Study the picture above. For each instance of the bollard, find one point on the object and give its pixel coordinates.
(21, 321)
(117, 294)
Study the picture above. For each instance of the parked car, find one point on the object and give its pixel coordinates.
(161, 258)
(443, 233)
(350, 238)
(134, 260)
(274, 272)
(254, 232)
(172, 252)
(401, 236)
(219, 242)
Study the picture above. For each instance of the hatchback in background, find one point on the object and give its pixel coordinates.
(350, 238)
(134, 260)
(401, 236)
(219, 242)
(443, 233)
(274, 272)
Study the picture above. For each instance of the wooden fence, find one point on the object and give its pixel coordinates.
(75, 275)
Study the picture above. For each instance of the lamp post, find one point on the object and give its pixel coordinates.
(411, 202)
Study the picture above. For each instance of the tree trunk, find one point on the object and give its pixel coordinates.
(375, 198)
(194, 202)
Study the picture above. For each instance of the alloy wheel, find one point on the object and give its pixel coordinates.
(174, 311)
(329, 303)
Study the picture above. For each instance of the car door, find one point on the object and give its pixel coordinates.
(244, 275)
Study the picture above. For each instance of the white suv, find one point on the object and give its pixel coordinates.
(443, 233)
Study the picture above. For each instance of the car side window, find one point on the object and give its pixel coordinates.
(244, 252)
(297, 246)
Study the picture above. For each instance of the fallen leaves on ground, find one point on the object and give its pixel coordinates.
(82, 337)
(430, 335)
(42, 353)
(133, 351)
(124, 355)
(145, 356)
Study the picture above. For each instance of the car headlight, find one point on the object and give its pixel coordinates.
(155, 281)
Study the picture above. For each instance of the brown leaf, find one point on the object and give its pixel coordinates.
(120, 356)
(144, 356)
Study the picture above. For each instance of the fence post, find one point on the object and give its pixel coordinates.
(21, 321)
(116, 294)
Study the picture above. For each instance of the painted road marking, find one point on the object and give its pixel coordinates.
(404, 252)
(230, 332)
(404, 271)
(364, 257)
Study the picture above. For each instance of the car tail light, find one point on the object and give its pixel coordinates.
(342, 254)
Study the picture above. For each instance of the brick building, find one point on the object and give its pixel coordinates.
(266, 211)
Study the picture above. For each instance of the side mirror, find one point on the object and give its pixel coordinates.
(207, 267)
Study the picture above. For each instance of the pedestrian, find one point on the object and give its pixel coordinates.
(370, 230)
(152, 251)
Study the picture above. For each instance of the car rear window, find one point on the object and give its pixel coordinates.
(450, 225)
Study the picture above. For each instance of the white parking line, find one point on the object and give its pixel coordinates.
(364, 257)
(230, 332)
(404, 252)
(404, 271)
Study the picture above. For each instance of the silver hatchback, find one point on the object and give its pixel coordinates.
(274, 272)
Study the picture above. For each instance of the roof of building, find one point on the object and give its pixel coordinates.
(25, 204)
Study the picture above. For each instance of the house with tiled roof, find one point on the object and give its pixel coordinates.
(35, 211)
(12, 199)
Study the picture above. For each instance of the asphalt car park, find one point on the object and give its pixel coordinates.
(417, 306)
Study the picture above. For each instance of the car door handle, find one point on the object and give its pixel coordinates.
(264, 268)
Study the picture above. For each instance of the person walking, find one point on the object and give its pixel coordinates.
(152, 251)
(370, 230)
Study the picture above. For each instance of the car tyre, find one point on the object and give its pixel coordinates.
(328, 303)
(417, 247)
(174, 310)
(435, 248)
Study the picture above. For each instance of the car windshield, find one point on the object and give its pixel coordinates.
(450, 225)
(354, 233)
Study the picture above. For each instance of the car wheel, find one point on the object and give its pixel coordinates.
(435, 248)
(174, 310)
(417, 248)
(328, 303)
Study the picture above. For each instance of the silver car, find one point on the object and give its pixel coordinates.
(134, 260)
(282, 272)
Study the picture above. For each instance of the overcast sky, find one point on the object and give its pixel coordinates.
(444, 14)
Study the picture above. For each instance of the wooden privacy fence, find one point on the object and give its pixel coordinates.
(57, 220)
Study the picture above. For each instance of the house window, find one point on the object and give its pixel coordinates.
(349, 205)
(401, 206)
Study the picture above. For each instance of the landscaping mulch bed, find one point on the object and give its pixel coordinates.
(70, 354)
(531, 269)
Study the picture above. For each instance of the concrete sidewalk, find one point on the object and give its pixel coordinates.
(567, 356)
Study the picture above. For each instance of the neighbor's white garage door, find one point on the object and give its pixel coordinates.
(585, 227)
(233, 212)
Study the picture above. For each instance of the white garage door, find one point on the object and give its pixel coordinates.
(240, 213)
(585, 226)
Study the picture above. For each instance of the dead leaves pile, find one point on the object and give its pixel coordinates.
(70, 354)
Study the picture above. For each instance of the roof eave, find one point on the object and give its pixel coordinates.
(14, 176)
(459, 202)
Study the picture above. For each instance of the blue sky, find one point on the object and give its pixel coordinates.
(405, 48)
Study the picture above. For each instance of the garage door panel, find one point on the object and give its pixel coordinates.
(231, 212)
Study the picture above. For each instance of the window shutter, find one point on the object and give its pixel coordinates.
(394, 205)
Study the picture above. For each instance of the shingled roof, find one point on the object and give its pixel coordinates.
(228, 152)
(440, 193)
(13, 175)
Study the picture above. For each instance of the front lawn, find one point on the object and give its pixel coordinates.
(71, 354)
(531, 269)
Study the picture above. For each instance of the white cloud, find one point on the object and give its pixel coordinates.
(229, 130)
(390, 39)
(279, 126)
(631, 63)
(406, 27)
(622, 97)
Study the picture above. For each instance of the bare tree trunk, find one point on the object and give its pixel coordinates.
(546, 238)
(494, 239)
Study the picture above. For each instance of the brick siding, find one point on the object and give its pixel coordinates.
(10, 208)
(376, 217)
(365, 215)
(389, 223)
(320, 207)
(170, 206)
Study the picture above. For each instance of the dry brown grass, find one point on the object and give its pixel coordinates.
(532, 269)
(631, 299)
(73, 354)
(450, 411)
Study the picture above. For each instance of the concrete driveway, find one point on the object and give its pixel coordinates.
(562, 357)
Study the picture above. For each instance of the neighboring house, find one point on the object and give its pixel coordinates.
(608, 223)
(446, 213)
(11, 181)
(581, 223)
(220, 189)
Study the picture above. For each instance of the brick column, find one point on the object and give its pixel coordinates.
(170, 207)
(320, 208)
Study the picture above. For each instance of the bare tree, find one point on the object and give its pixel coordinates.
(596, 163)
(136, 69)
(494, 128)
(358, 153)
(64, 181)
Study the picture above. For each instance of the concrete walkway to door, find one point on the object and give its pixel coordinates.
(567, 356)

** What is being asked **
Retype all the data, changing nothing.

** Answer box **
Study the picture above. For each instance of the bollard, find one point on the object and give its pixel coordinates.
(21, 321)
(117, 294)
Study the picture above. For each instance of the parked car, find one point on the object and give its pixel coordinates.
(161, 258)
(443, 233)
(350, 238)
(134, 260)
(274, 272)
(254, 232)
(172, 252)
(401, 236)
(219, 242)
Study the picture above. For each instance of the hatchback in background, find one point on the object and give its pixel coordinates.
(350, 238)
(134, 260)
(401, 236)
(219, 242)
(443, 233)
(274, 272)
Study the picture above. For each instance of the wooden fence, find one point on the object and give its pixel coordinates.
(75, 275)
Study the picture above. For each instance of the lamp post, find one point on the object and give its pixel coordinates.
(411, 202)
Study the picture above. For each instance of the tree trunk, find one point on the object and give its pixel coordinates.
(375, 198)
(194, 202)
Study the picture above. For each instance of the alloy wheel, find one point on the object and give its pixel coordinates.
(174, 311)
(329, 303)
Study the picture above. For each instance of the car door, find one point on the object and give its pixel coordinates.
(244, 275)
Study the picture above. For each instance of the white suv, find one point on the object and give its pixel coordinates.
(443, 233)
Study the picture above. For each instance of the car side window, find one point on the object and give its pixel coordinates.
(244, 252)
(297, 246)
Study the picture above. For each instance of the fallen leaves on ground, find one point on the object and give its pixel coordinates.
(82, 337)
(430, 335)
(42, 353)
(133, 351)
(124, 355)
(145, 356)
Study the picture above. For each instance of the car headlight, find one point on the object and give its pixel coordinates.
(155, 281)
Study the picture above. For each instance of the brown leaf, find one point on the object and give its pixel coordinates.
(120, 356)
(144, 356)
Study the picture above. For each instance of the fence post, find one point on the object and give its pixel coordinates.
(21, 321)
(116, 294)
Study the picture above. For each instance of the painted road marking, find one point on the object and give its pixel coordinates.
(404, 252)
(230, 332)
(404, 271)
(364, 257)
Study the picture above. For each instance of the car tail light, find one point on the object and give its pixel coordinates.
(342, 254)
Study the picture above. For each instance of the brick building, find one point on the object and give its pixel coordinates.
(266, 211)
Study the picture above. For each instance of the side mirror, find one point on the object and give its pixel coordinates.
(207, 267)
Study the picture above. For each instance of the pedestrian, find one point on the object and give its pixel coordinates.
(370, 230)
(152, 251)
Study the picture above. For each instance of the car rear window, find one point on the object and give its pixel coordinates.
(450, 225)
Study the picture above. For each instance of the white parking line, find one point on the object and give its pixel coordinates.
(364, 257)
(230, 332)
(404, 252)
(404, 271)
Study the picture above. For each instance of the silver hatchback, find one point on the object and give its pixel coordinates.
(274, 272)
Study the picture above. For each instance of the roof of building, find one point on the object and give its pixel coordinates.
(25, 204)
Study the picture above. For each instance of the house with tiled roof, find one point on the object and give its pixel coordinates.
(35, 211)
(12, 199)
Study the picture above. For each instance of the asphalt car park, find one point on the object and give its pixel coordinates.
(417, 306)
Study the picture above. For each instance of the car door handle, find one point on the object and give its pixel coordinates.
(264, 268)
Study the picture above. For each instance of the person walking, find one point on the object and give its pixel coordinates.
(152, 251)
(370, 230)
Study the picture above. For each instance of the car tyre, find one point on the object and give its pixel coordinates.
(328, 303)
(417, 247)
(174, 310)
(435, 248)
Study the picture above. For each instance of the car windshield, find one point on the object and give its pixel coordinates.
(450, 225)
(354, 233)
Study the picture above. For each instance of the car wheel, find one point on the object and give its pixel coordinates.
(435, 248)
(174, 310)
(417, 248)
(328, 303)
Study the picture above. For each instance of the silver car, find one point on the object and give its pixel coordinates.
(134, 260)
(282, 272)
Study the picture above. For each instance of the overcast sky, find one point on the object and give its pixel coordinates.
(444, 14)
Study the picture above. For each instance of the wooden privacy fence, find one point on the object and give its pixel coordinates.
(57, 220)
Study the picture above. For each instance of the house window, find one point on the object and give its pixel coordinates.
(349, 205)
(401, 206)
Study the picture above. For each instance of the landscaping mulch bed, find one point on the object and give its pixel coordinates.
(70, 354)
(531, 269)
Study the picture above. For each instance of the concrete sidewalk, find one point on the object and give its pixel coordinates.
(567, 356)
Study the picture above. For each instance of the neighbor's white garage door, find one point on the object and give its pixel coordinates.
(585, 227)
(233, 212)
Study the picture above. For each instance of the white garage door, find one point on the object and give its pixel coordinates.
(240, 213)
(585, 226)
Study the picture above. For each instance of the dead leaves pile, find one point on the object and give its pixel coordinates.
(70, 354)
Study the picture above. For each instance of the roof eave, find one point on the object and give its pixel coordinates.
(14, 176)
(459, 202)
Study the picture above. For each instance of the blue sky, find one point on the object and give its pixel coordinates.
(405, 48)
Study the picture above. For each instance of the garage door panel, find one point on the object and give its pixel coordinates.
(231, 212)
Study the picture above. For each instance of the window shutter, find one point on the object and give its pixel coordinates.
(394, 205)
Study the picture above. For each instance of the shingled roof, find one point on the object and give its pixel coordinates.
(228, 152)
(440, 193)
(13, 175)
Study the picture above. For each instance of the front lawn, find one point on the object and give its pixel coordinates.
(71, 354)
(531, 269)
Study the picture above. For each instance of the white cloud, find one point on the object and give its pixel coordinates.
(229, 130)
(390, 39)
(279, 126)
(631, 63)
(406, 27)
(622, 97)
Study the picture above. For each instance of the bare tree trunk, find one point on the object and give its pixel coordinates.
(546, 238)
(494, 239)
Study the picture above. For each instance of the brick siding, find one point on the object and give its pixel coordinates.
(10, 208)
(376, 217)
(365, 215)
(389, 223)
(320, 207)
(170, 206)
Study the picture above. For each instance of the dry brown grass, find one point on the object and give its pixel coordinates.
(532, 269)
(631, 299)
(73, 354)
(450, 411)
Study the picture above. For each instance of the concrete driveway, find one point on the object and give its pixel coordinates.
(562, 357)
Study the picture above. For each instance of the neighboring house, find one point on the object and give its pixel coordinates.
(608, 223)
(446, 213)
(11, 181)
(581, 223)
(220, 189)
Study the picture above. For each instance of the brick column, find one point on the object and give its pixel coordinates.
(170, 207)
(320, 208)
Study the picture above. For each instance of the bare tree, find one point on the object and give its pixel coordinates.
(596, 163)
(136, 69)
(494, 128)
(358, 153)
(64, 181)
Study the picture above. For each instance of the concrete walkway to door, find one point on the object and give its pixel coordinates.
(567, 356)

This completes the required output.